PAGE EXCERPT =>
= = = = =

I am a marathon reader. For example, one of the A Song of Ice and Fire books takes me about three or four days to get through if I really focus. That said, it's much easier to stay sucked in if you're doing short POV chapters and you leave it on a cliff hanger for the best POV and then are an absolute evil [insert your choice curse word here] and don't get back to that POV for fifty pages. There have been lots of times where I'll need to do something and I'll bargain with myself about how much more reading I can do before "x" has to be completed. (Usually, it's sleep that suffers.)

And I suppose that's one of the things about chapter length: how many times does a POV shift within a chapter? If it's more than once, I think it should be broken up into different chapters to convey the shifts more clearly. (I don't know that doing it GRRM style with every POV getting its own chapter is the absolute best way of doing it, but it does work.)

My chapters tend to be in the 3-4k word range, end on cliffhangers, and if they shift POV they only do it once.


----------



## Svrtnsse (Jan 13, 2014)

Phil the Drill said:


> Not that this is a super important topic or anything, but just wanted to get a sense of what others were doing.



Same. It doesn't all have to be super serious technical stuff all the time. Sometimes it's nice to just show off different things; "this is how I do it".

I don't shift PoV at all in my story and so far I've only started a new chapter where I felt that a significant enough amount of time has passed since the previous scene - like between days or after a long trip or something along those lines.


----------



## Philip Overby (Jan 13, 2014)

buyjupiter said:


> I am a marathon reader. For example, one of the A Song of Ice and Fire books takes me about three or four days to get through if I really focus. That said, it's much easier to stay sucked in if you're doing short POV chapters and you leave it on a cliff hanger for the best POV and then are an absolute evil [insert your choice curse word here] and don't get back to that POV for fifty pages. There have been lots of times where I'll need to do something and I'll bargain with myself about how much more reading I can do before "x" has to be completed. (Usually, it's sleep that suffers.)
> 
> And I suppose that's one of the things about chapter length: how many times does a POV shift within a chapter? If it's more than once, I think it should be broken up into different chapters to convey the shifts more clearly. (I don't know that doing it GRRM style with every POV getting its own chapter is the absolute best way of doing it, but it does work.)
> 
> My chapters tend to be in the 3-4k word range, end on cliffhangers, and if they shift POV they only do it once.



I grew up reading the Dragonlance books by Margaret Weis and Tracy Hickman and they always tended to split the party up and have them doing different things. I always loved that for whatever reason and it _did_ give me more of an incentive to keep reading to see what was going to happen next. Not sure that method works for everyone, but it certainly did for me. The same goes for Martin's works.

= = = = =

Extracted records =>

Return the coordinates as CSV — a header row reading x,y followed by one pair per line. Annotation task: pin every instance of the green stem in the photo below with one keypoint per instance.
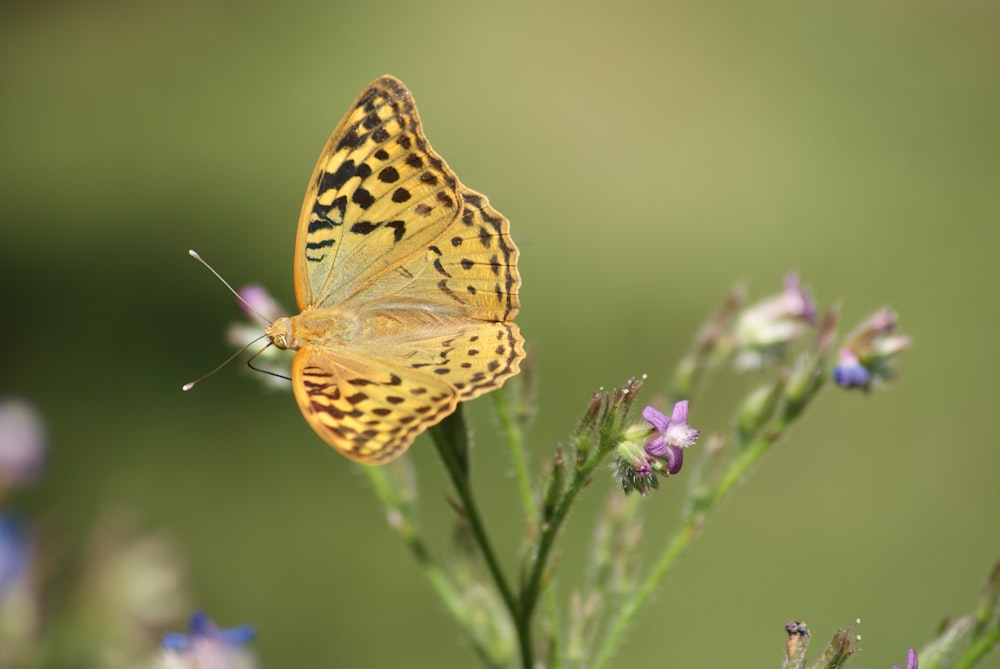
x,y
979,648
692,524
533,584
402,523
459,479
515,441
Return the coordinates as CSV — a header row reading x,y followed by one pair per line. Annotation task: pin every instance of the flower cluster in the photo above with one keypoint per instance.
x,y
866,355
638,463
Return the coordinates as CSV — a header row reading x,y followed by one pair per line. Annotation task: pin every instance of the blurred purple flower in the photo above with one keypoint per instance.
x,y
22,443
206,646
257,301
766,328
867,355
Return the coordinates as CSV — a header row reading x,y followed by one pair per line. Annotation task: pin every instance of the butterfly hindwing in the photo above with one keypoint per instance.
x,y
372,400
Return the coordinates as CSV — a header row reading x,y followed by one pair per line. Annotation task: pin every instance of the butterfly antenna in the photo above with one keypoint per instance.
x,y
261,369
194,254
191,384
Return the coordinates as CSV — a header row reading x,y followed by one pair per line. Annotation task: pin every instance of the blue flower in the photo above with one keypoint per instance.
x,y
673,435
207,646
15,555
849,372
866,356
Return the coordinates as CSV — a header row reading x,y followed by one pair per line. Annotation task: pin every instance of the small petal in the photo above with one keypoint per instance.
x,y
679,414
657,418
675,459
658,447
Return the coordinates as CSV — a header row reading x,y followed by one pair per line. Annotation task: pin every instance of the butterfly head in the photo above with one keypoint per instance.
x,y
280,333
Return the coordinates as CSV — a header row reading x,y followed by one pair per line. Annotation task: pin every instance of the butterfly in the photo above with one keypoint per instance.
x,y
406,282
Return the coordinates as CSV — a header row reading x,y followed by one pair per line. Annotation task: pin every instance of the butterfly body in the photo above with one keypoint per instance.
x,y
406,282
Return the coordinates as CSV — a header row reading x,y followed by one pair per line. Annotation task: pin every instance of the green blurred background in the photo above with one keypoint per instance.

= = = = =

WORK INSTRUCTIONS =>
• a. Return, word for word, the passage of the chapter-length thread that opens with the words containing "I don't shift" and closes with "along those lines.".
• b. Write the next part of the chapter-length thread, picking up after its final sentence.
The records were drawn from a separate source.

RESULTS FOR EACH TASK =>
• a.
I don't shift PoV at all in my story and so far I've only started a new chapter where I felt that a significant enough amount of time has passed since the previous scene - like between days or after a long trip or something along those lines.

• b.
However, as of late, I'm not able to do that as much. Maybe it has something to do with not having a comfortable place to read for a long period of time. Most of my reading is not done in hour intervals or anything. In the case of Martin, I could read for hours in some cases, but other books I tend to inch through more often than not.


----------



## wordwalker (Jan 13, 2014)

I do 4-6K chapters, but differently. I only do one POV, but I divide my story up so that most chapters have a major event of one kind or another, and then construct each around buildup to that. I've found it's a great length for sweeping readers in.

I have a lot of faith in the idea that readers average 7.5K-15K reading at a sitting, so I like to think my chapters are perfect for encouraging them to hand on through a second one, and then either follow the thrill ride for a third or put the book down another would be too much of a good thing for now. There's more than one way to be evil.


----------



## stephenspower (Jan 13, 2014)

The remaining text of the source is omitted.